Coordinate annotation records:
— Begin —
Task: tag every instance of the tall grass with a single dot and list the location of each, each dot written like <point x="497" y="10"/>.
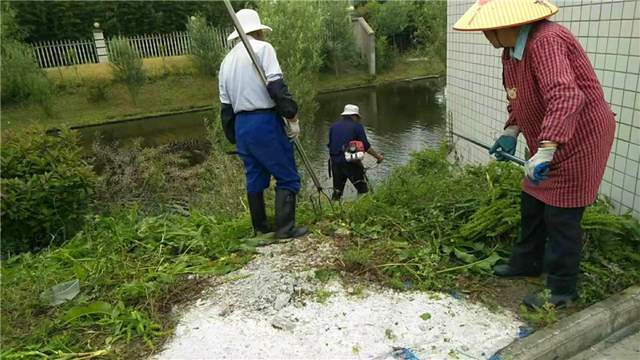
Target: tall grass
<point x="127" y="65"/>
<point x="207" y="49"/>
<point x="131" y="270"/>
<point x="434" y="223"/>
— End —
- [Required task] Reproduce the records above line for line, with no changes to any of the text. Omit the pictures from your copy.

- [Task answer]
Task: tag every instance of the tall grass with a single dot and list the location of each, each dot written like <point x="497" y="10"/>.
Target: tall grass
<point x="127" y="65"/>
<point x="207" y="49"/>
<point x="131" y="270"/>
<point x="434" y="223"/>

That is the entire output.